Task details: Only the pictures are to be left out; the listing itself is repeated exactly.
□ □ □
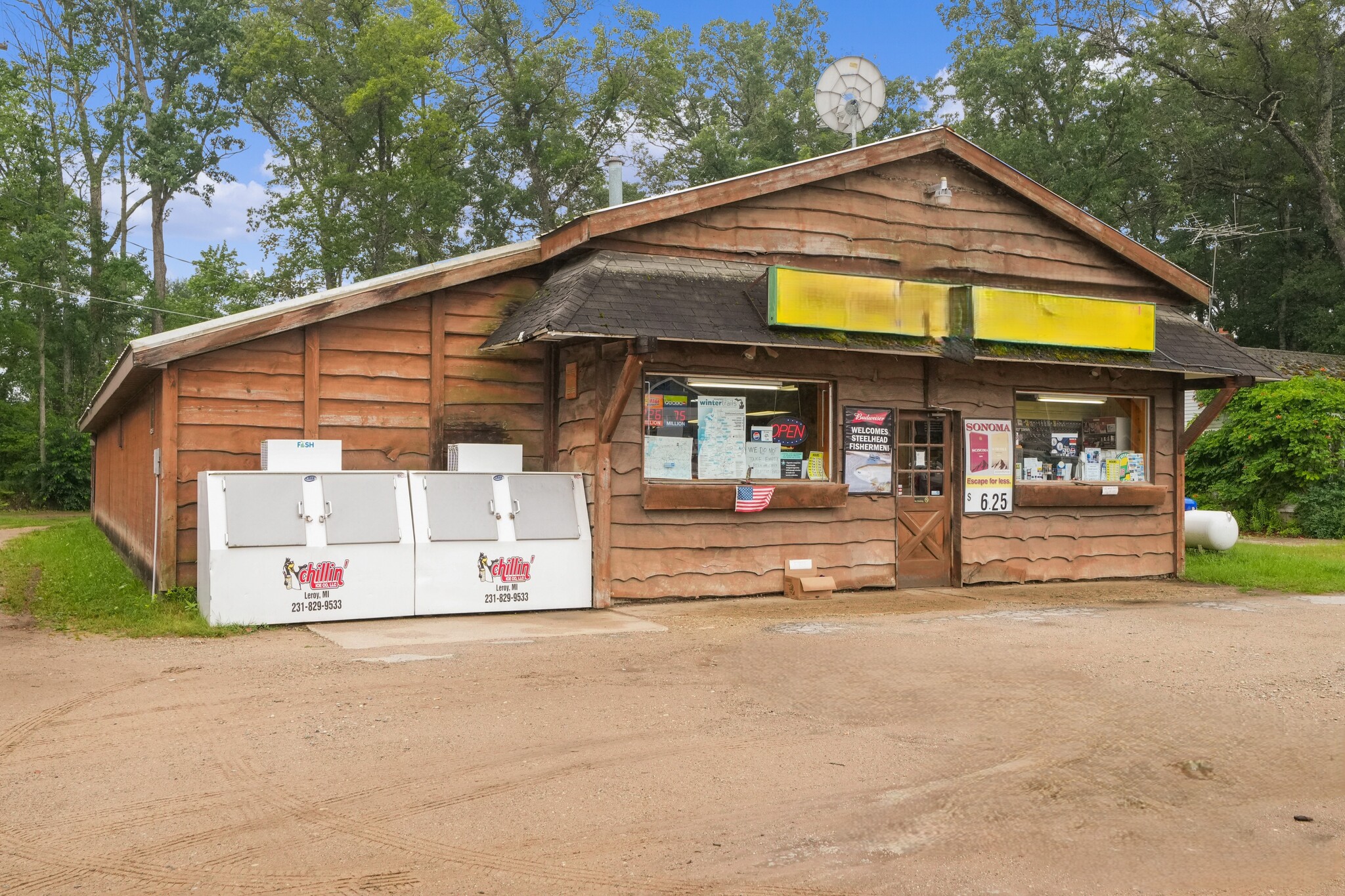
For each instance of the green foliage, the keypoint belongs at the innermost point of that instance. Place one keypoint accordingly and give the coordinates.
(1321, 509)
(1297, 568)
(70, 580)
(1277, 441)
□ □ □
Your response:
For each instance of the green foliage, the keypoint belongs at the innermost point of that instance. Place one keypoint accordingly and give the coordinates.
(1321, 509)
(1297, 568)
(70, 580)
(1277, 441)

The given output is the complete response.